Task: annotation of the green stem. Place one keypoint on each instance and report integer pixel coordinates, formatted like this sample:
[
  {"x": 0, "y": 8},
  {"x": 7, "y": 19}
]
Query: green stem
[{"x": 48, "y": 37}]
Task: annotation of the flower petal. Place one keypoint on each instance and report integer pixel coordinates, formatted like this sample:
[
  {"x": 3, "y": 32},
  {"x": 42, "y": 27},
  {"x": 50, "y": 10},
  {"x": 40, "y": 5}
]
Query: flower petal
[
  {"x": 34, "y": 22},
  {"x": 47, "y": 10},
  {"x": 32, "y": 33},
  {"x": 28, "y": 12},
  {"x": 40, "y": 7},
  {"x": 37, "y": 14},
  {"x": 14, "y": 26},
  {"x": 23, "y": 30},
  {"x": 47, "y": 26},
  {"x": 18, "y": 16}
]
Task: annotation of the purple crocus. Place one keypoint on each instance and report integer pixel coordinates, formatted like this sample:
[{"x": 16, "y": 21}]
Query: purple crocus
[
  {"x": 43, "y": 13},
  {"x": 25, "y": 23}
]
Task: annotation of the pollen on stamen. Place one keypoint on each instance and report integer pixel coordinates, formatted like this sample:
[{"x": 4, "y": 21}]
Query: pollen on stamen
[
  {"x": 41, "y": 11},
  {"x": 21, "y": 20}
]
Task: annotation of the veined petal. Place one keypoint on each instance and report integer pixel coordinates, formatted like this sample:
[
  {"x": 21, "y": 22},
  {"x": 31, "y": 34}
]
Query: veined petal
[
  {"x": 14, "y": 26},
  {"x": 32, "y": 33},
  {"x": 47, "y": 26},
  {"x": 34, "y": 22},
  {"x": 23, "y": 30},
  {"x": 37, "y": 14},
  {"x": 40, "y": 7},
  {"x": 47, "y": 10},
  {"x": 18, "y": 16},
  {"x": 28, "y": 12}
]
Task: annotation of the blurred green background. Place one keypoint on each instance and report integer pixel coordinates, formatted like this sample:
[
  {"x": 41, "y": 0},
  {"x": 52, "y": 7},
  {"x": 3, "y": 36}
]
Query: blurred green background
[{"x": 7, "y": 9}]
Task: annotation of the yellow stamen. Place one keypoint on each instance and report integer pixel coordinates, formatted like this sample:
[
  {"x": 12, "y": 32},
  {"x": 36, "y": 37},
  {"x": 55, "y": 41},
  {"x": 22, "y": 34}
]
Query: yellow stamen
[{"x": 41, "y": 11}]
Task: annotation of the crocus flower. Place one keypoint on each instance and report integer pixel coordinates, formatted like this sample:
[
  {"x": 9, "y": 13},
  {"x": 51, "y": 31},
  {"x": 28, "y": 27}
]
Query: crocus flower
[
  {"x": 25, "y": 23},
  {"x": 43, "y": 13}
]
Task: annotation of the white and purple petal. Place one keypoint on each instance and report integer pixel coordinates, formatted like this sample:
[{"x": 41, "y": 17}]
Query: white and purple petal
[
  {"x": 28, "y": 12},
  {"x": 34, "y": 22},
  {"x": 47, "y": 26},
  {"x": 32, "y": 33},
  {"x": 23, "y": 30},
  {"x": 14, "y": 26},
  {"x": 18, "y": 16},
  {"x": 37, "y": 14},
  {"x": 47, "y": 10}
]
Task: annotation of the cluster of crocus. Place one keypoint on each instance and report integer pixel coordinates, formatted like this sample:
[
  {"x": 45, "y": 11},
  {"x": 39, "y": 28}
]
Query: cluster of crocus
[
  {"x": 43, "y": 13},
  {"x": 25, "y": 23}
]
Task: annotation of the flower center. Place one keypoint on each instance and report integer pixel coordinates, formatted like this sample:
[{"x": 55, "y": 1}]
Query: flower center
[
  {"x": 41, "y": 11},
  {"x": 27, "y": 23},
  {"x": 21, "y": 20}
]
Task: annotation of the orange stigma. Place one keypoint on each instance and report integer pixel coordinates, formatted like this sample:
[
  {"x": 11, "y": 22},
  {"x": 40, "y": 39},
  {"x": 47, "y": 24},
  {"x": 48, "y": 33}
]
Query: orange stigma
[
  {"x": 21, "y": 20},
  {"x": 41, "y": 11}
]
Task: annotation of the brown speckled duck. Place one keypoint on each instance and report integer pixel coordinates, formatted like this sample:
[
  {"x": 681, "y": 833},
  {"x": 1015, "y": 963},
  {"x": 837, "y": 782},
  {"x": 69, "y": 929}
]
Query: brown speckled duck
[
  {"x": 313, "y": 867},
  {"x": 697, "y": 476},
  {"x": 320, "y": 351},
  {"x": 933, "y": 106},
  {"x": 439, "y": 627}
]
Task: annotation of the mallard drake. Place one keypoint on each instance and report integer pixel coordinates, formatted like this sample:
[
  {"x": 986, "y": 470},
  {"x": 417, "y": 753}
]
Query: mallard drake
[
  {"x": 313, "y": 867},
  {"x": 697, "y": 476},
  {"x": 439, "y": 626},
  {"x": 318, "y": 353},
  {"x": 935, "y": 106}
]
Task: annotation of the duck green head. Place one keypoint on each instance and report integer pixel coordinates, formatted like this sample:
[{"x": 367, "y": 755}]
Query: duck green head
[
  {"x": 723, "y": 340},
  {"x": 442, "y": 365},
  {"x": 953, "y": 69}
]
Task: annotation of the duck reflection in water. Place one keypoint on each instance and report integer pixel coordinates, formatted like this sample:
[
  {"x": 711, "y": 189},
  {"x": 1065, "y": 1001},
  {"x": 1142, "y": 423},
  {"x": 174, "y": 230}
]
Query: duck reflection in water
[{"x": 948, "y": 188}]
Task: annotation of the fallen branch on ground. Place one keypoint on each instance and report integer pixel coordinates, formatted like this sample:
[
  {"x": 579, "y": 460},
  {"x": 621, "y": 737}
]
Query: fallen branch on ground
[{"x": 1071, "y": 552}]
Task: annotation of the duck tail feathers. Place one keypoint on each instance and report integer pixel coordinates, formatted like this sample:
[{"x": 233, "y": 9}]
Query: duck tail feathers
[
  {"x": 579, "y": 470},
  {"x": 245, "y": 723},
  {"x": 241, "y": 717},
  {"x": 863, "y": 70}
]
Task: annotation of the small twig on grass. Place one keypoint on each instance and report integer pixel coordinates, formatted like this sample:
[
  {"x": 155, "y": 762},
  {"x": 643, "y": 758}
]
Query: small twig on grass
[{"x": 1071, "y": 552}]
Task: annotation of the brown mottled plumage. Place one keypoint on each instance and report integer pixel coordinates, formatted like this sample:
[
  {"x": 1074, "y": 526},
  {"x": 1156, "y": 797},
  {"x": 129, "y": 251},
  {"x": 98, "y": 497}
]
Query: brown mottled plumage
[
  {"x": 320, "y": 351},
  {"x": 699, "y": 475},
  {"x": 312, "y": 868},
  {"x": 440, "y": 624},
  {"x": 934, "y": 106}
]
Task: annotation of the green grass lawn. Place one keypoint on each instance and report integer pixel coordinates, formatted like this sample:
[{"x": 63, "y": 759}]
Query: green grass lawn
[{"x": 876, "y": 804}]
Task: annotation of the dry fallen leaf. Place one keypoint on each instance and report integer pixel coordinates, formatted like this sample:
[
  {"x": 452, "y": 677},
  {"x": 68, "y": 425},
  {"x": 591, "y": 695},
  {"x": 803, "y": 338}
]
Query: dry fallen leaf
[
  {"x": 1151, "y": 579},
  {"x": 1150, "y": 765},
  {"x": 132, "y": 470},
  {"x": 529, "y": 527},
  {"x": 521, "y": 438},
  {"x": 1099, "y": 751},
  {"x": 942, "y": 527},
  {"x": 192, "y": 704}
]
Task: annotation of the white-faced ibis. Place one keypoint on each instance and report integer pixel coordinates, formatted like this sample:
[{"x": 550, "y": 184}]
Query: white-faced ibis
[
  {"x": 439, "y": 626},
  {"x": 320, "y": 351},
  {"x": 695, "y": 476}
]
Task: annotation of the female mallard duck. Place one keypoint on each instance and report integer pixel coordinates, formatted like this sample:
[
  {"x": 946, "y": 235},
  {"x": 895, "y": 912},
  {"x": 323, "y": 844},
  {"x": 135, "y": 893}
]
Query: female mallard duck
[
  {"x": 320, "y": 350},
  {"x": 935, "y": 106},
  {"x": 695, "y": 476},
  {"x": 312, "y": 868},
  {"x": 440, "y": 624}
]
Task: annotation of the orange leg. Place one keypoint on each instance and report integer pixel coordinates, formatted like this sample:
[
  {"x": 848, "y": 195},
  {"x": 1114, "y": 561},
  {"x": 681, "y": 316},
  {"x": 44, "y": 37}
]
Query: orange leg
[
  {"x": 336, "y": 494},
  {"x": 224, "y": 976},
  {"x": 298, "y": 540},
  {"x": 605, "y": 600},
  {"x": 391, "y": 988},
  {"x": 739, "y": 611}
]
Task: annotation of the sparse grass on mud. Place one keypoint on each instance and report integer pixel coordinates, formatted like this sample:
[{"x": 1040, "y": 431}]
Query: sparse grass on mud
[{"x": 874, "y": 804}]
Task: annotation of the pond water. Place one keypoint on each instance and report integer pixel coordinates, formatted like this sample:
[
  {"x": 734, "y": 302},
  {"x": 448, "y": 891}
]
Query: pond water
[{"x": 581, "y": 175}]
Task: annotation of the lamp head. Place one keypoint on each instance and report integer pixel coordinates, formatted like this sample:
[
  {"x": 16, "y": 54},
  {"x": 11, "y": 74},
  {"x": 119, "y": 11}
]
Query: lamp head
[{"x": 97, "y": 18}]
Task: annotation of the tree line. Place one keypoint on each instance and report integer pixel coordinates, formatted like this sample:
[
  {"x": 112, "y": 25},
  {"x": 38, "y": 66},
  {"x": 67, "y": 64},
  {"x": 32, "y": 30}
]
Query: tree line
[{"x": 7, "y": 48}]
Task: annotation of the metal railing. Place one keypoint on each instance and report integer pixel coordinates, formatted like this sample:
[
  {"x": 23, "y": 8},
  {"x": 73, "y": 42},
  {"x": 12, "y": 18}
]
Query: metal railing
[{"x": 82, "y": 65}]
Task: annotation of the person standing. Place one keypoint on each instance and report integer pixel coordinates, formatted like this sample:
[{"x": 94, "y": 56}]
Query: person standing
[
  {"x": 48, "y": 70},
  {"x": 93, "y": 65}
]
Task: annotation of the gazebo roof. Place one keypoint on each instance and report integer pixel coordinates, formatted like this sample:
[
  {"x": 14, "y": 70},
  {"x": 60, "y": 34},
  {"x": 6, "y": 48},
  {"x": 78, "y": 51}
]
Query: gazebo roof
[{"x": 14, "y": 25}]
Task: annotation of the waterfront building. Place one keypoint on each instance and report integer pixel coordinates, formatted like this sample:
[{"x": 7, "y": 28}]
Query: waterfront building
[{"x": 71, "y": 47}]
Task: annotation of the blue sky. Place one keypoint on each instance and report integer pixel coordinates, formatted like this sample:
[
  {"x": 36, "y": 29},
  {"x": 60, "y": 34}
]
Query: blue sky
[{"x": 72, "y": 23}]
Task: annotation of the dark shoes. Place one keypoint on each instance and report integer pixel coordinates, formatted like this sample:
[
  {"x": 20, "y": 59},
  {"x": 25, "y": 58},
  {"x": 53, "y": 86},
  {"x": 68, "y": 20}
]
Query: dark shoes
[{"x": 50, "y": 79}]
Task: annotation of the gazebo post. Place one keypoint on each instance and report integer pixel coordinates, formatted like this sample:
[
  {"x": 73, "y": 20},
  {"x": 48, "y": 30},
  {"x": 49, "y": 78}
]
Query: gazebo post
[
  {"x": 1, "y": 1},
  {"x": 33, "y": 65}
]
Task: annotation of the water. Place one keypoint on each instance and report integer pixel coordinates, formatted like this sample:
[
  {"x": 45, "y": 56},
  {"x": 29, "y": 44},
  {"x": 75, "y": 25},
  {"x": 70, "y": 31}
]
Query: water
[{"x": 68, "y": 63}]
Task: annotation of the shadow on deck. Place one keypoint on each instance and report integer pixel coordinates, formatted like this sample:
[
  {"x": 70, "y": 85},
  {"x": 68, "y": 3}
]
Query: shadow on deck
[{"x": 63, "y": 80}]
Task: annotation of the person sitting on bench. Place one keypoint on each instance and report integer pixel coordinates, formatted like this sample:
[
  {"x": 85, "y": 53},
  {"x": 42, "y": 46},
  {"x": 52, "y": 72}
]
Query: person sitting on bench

════════════════

▸ **EXERCISE TASK**: Give back exactly the lines that run from the line with "Task: annotation of the waterfront" through the close of the material, counting both ends, and nothing more.

▸ **ANSWER**:
Task: annotation of the waterfront building. Place one keypoint on each instance and report integer pixel coordinates, formatted like this sample:
[{"x": 7, "y": 28}]
Query: waterfront building
[{"x": 71, "y": 47}]
Task: annotation of the blue sky. Place one keypoint on each instance and report integer pixel coordinates, formatted like this sample:
[
  {"x": 36, "y": 29},
  {"x": 60, "y": 34}
]
Query: blue sky
[{"x": 72, "y": 23}]
Task: annotation of the dark shoes. Place one keypoint on each instance and report integer pixel coordinates, formatted like this sample:
[
  {"x": 20, "y": 59},
  {"x": 25, "y": 58},
  {"x": 53, "y": 86},
  {"x": 68, "y": 20}
]
Query: dark shoes
[{"x": 50, "y": 79}]
Task: annotation of the gazebo post. Place one keypoint on each instance and report integer pixel coordinates, formatted like this sample:
[
  {"x": 73, "y": 20},
  {"x": 48, "y": 30},
  {"x": 49, "y": 78}
]
Query: gazebo post
[
  {"x": 1, "y": 1},
  {"x": 33, "y": 65}
]
Task: annotation of the water. Place one keypoint on each instance and report integer pixel coordinates, formatted like this sample:
[
  {"x": 45, "y": 56},
  {"x": 29, "y": 44},
  {"x": 75, "y": 25},
  {"x": 70, "y": 31}
]
Query: water
[{"x": 68, "y": 63}]
Task: annotation of the shadow on deck. Place one keypoint on each instance and report integer pixel coordinates, formatted like this sample:
[
  {"x": 70, "y": 85},
  {"x": 68, "y": 3}
]
Query: shadow on deck
[{"x": 63, "y": 80}]
Task: annotation of the person sitting on bench. Place one keypoint on each instance and report integer pixel coordinates, formatted like this sample:
[
  {"x": 85, "y": 53},
  {"x": 42, "y": 46},
  {"x": 52, "y": 72}
]
Query: person sitting on bench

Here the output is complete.